### MATERIALS PROVIDED

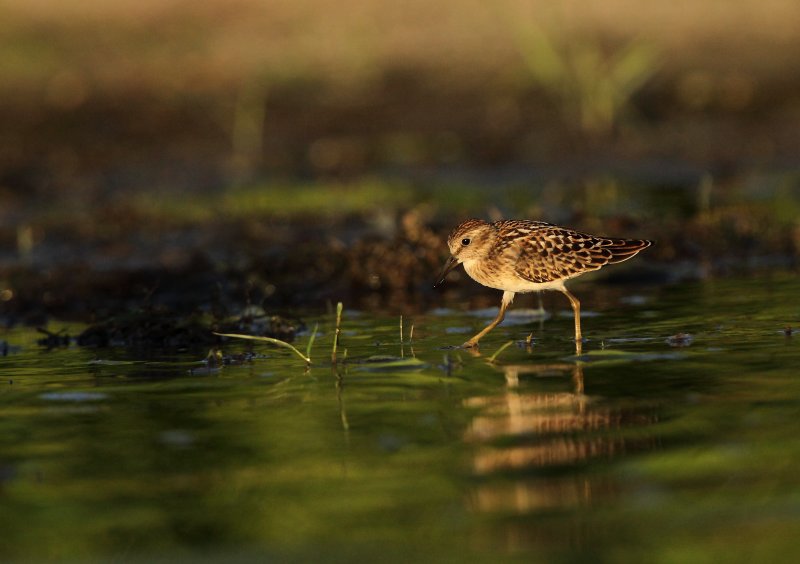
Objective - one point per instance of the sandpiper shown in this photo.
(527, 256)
--
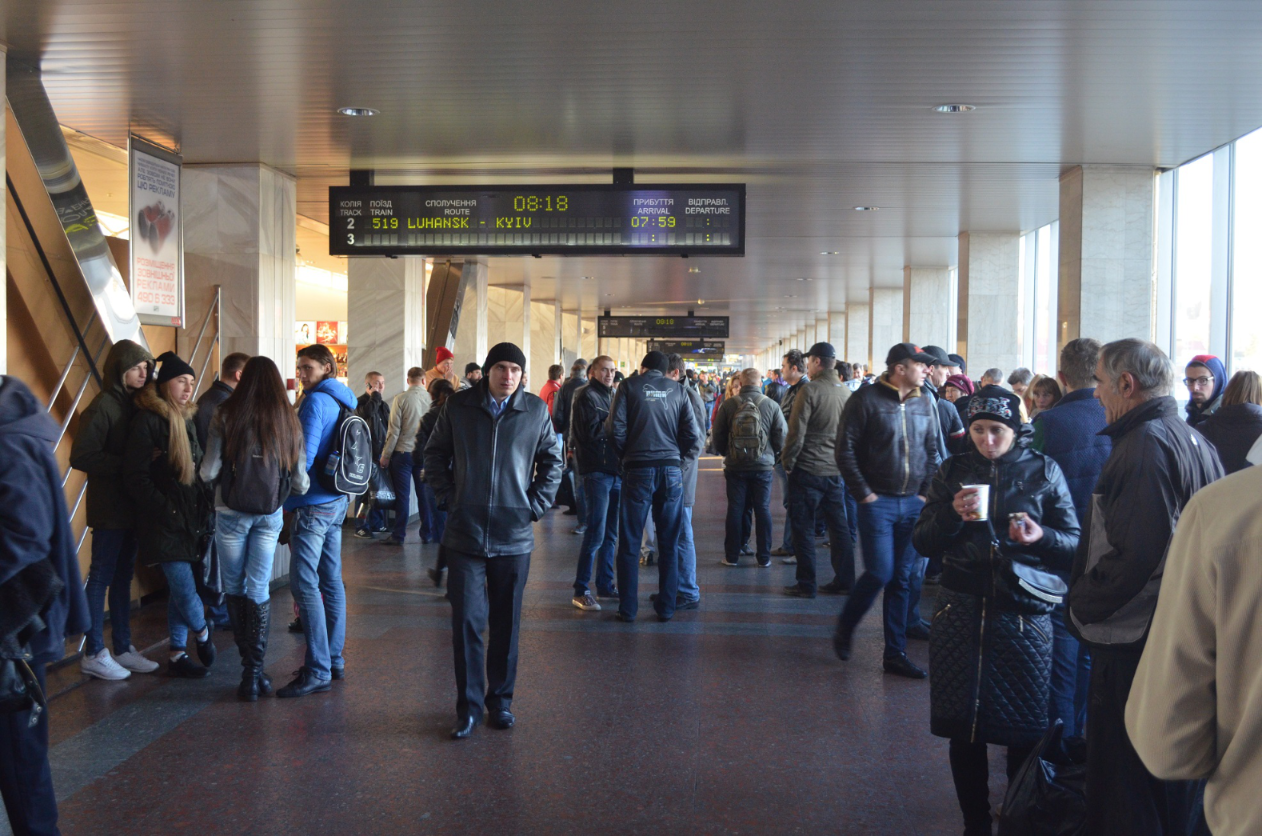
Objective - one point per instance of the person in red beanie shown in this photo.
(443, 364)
...
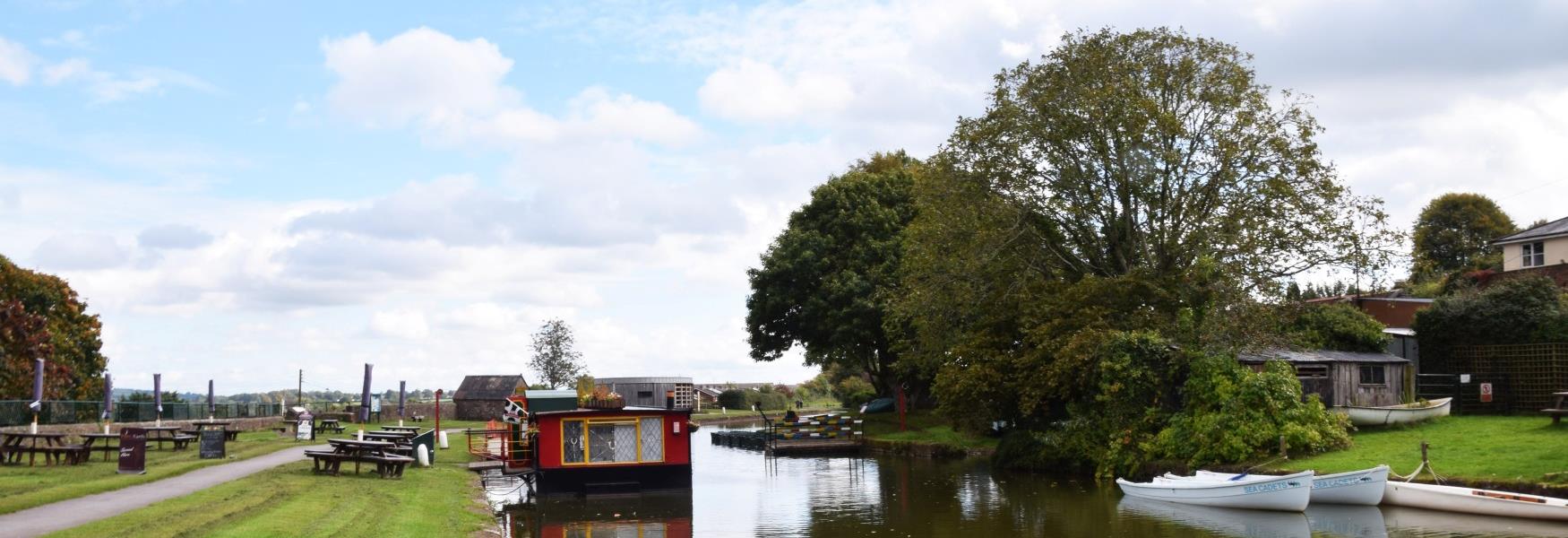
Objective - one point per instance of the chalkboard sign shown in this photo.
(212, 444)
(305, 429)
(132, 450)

### THE PROBLEM
Collect every line from the data above that contains the word "shown".

### RESPONSE
Objective - one point per instance of the sandpiper shown in this photo.
Objective - one point per instance of the person in red beanie shown in this photo.
Objective - one point per instance of the chalkboard sign shown in this photo.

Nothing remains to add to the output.